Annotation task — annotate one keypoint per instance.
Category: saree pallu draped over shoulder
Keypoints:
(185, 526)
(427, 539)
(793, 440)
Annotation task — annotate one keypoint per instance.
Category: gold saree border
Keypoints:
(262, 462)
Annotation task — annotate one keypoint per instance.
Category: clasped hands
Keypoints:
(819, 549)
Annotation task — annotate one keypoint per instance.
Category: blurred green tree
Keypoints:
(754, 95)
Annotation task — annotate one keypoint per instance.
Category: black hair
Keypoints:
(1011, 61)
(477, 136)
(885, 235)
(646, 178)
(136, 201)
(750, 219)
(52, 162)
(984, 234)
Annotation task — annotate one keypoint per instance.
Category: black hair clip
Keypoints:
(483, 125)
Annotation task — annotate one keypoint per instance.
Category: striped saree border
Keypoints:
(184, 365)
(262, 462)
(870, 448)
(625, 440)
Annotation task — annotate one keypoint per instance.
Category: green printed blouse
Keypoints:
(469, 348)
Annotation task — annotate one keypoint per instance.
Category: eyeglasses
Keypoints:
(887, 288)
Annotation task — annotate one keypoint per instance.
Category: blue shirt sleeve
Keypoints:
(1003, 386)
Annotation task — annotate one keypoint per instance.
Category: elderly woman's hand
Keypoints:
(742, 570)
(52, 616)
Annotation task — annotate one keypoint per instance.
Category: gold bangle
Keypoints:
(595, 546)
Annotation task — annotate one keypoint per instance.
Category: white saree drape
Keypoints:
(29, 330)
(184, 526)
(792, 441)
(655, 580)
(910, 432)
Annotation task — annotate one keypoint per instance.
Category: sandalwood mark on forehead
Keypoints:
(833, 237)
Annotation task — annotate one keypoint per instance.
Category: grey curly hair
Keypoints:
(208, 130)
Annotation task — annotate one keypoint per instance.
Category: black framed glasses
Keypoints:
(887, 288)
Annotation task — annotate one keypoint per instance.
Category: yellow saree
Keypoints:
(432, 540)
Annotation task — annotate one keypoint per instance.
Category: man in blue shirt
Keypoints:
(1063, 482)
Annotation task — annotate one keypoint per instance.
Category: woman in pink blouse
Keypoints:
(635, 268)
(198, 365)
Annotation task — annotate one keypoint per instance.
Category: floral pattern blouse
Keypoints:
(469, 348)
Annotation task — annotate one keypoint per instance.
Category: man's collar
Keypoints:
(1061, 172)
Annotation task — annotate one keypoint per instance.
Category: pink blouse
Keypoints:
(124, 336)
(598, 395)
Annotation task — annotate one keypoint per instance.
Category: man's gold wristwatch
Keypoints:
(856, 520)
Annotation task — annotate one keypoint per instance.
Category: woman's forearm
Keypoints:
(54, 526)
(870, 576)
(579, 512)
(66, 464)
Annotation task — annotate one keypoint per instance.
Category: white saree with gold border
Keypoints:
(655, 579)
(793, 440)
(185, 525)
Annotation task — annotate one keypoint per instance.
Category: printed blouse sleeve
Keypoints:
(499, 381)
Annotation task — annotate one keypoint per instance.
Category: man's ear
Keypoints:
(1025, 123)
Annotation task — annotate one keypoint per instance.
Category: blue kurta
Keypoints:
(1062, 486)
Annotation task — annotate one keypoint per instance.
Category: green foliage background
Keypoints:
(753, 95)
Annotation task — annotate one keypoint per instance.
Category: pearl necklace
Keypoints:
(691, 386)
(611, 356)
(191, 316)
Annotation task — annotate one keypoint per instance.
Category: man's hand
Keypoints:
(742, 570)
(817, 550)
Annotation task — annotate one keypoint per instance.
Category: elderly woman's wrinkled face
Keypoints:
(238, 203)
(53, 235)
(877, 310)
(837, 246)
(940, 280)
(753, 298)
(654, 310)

------------------------------------

■ **Problem description**:
In the records, how many lines have the word "black" in them? Only the number is needed.

■ **Solution to the exercise**:
3